▸ Task instructions
Nothing in the entries may differ when you return them.

[Region pointing data]
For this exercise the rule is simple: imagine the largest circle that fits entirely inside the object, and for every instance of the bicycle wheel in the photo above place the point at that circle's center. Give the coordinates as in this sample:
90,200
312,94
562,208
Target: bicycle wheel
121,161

▸ Finished task
For this exercise the rule is simple: imagine the largest circle that fits entirely inside the object, and for every instance of the bicycle wheel in the photo above place the point at that circle's center. Give the coordinates as in this sample:
90,200
312,94
562,208
Target: bicycle wheel
121,161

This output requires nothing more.